Print the data exactly, leaving nothing out.

# Start of INPUT FOR THIS TASK

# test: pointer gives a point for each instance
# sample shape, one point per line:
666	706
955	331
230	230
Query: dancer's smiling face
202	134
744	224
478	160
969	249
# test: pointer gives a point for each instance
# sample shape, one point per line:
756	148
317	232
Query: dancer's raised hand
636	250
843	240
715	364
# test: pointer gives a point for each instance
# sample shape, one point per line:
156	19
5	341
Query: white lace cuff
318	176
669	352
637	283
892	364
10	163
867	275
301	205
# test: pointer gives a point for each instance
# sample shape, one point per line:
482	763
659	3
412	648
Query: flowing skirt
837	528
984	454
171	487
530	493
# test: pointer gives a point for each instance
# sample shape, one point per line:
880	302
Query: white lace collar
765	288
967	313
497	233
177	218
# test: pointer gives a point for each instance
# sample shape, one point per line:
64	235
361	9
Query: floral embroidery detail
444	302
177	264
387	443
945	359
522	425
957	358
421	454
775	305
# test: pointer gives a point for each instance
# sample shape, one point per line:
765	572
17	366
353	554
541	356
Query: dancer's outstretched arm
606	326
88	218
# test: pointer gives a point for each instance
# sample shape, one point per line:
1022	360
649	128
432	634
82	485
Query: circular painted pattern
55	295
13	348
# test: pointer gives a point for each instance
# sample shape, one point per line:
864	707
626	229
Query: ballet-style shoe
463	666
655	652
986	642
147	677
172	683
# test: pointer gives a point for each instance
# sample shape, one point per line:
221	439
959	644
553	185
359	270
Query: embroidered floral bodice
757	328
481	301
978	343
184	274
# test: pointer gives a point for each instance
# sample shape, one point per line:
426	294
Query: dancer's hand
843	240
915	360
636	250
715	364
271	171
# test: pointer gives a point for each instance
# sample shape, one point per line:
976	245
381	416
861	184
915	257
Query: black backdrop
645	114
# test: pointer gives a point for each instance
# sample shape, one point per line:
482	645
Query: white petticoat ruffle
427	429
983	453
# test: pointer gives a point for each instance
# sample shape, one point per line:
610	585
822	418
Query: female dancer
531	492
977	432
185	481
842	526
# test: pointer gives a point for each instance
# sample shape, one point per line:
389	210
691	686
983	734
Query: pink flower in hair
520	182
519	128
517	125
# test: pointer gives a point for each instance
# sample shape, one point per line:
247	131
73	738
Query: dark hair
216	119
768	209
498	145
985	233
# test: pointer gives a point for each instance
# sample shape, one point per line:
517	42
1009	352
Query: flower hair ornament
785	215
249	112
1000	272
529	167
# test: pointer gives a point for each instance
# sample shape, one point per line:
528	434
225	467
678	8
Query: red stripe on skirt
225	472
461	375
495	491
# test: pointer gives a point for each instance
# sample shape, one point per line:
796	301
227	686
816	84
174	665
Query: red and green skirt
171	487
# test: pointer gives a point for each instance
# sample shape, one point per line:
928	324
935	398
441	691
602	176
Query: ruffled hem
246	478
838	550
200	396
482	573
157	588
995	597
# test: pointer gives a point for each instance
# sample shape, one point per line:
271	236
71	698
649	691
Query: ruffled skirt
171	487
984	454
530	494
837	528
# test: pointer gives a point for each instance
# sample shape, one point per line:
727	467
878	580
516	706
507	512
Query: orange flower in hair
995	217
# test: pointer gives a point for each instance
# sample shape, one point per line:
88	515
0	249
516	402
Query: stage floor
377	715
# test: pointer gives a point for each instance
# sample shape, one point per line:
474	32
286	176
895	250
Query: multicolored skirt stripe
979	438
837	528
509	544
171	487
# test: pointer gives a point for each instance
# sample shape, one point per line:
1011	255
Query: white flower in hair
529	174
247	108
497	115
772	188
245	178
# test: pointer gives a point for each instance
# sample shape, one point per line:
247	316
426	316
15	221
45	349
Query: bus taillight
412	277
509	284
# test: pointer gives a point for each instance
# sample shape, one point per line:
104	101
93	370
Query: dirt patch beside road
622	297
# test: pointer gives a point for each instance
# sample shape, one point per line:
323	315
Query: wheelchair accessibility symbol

# End of INPUT FOR THIS TASK

* [THE OUTPUT]:
# test: pointer gives a point for each instance
# sample shape, one point per line:
666	706
955	331
230	230
Query: dancer's smiling face
202	134
744	224
478	160
969	249
# test: pointer gives a point for each instance
# sample shape, one point per line:
756	148
317	232
Query: dancer's raised hand
636	250
843	240
715	364
# test: pointer gives a point for each instance
# sample shape, one point per line:
156	19
5	341
Query: white lace cuff
318	176
669	352
637	283
892	364
10	163
867	275
301	205
# test: pointer gives a point for each instance
# sample shape, one point per line:
482	763
659	3
412	648
Query: flowing skirt
837	528
984	454
171	487
530	493
# test: pointer gives a point for each instance
# sample shape, one point per line:
880	302
Query: white lace collar
765	288
967	313
497	233
177	218
# test: pointer gives a point for each instance
# sample shape, one point per line:
64	235
361	9
Query: floral embroidery detail
444	302
177	264
387	443
945	359
522	425
957	358
421	454
775	305
# test: pointer gives a point for each instance
# sample shape, one point per line:
765	572
17	366
353	554
541	356
Query: dancer's outstretched arm
606	326
88	218
# test: pointer gives a point for each instance
# sample shape, one point per line:
1022	360
649	128
432	634
82	485
Query: circular painted pattern
55	295
13	348
# test: pointer gives a point for each instance
# sample shape, one point per line:
864	707
626	229
Query: ballet-style shoe
463	666
655	652
986	642
147	677
172	683
# test: pointer gives a point for each instance
# sample shape, one point per line:
221	439
959	644
553	185
359	270
Query: embroidered floral bodice
757	328
481	301
978	343
184	274
# test: pointer gives a point for each instance
# sample shape, one point per line:
426	294
Query: dancer's hand
843	240
915	360
636	250
715	364
271	171
# test: pointer gives a point for each instance
# sample shape, one point per line:
976	245
381	416
861	184
915	257
Query: black backdrop
645	114
# test: pointer gives a point for each instance
# sample shape, one point per line:
482	645
Query: white petticoat ruffle
427	429
983	453
# test: pointer gives a point for each instance
# sample shape, one point per line:
610	585
822	418
Query: female dancer
531	492
977	432
185	481
842	526
# test: pointer gives a point for each instance
# sample shape, one point per line:
389	210
691	686
983	734
Query: pink flower in hair
520	182
519	128
517	125
# test: pointer gives a point for each instance
# sample shape, one point per line:
247	131
73	738
Query: dark hair
216	119
768	209
498	145
985	233
# test: pointer gives a point for each instance
# sample shape, one point per line:
517	42
1009	352
Query: flower hair ornament
785	215
249	112
1000	272
529	167
# test: pointer gives a point for each instance
# sample shape, one point per line:
528	434
225	467
678	8
Query: red stripe on skirt
225	472
461	375
495	491
# test: pointer gives a point for each instance
# sample shape, one point per line:
796	301
227	686
816	84
174	665
Query: red and green skirt
171	487
# test: pointer gives a point for each instance
# sample shape, one point per line:
928	324
935	398
441	691
602	176
Query: ruffled hem
246	478
838	550
200	396
482	573
157	588
995	597
# test: pointer gives a point for each instance
# sample shape, one point per line:
271	236
71	698
649	691
Query: ruffled skirt
171	487
984	454
530	494
837	528
# test: pointer gives a point for each instance
# sample shape, one point per line:
727	467
878	580
516	706
507	512
Query: orange flower in hair
995	217
# test: pointer gives a point for each instance
# sample shape, one point per line:
88	515
0	249
516	402
Query: stage floor
377	715
# test: pointer gives a point for each instance
# sample shape, one point per line:
474	32
286	176
895	250
Query: multicolored skirt stripe
979	438
837	528
509	544
171	487
# test: pointer gives a point for each instance
# sample shape, one point per line:
1011	255
Query: white flower in hair
529	174
247	108
497	115
772	188
245	178
# test: pointer gives a point for each instance
# sample shape, one point per line:
247	316
426	316
15	221
45	349
Query: bus taillight
412	277
509	284
# test: pointer gives a point for each instance
# sample shape, one point per line:
104	101
93	370
Query: dirt patch beside road
622	297
# test: pointer gives a point for each instance
# sample shape, one point per line:
323	315
Query: wheelchair accessibility symbol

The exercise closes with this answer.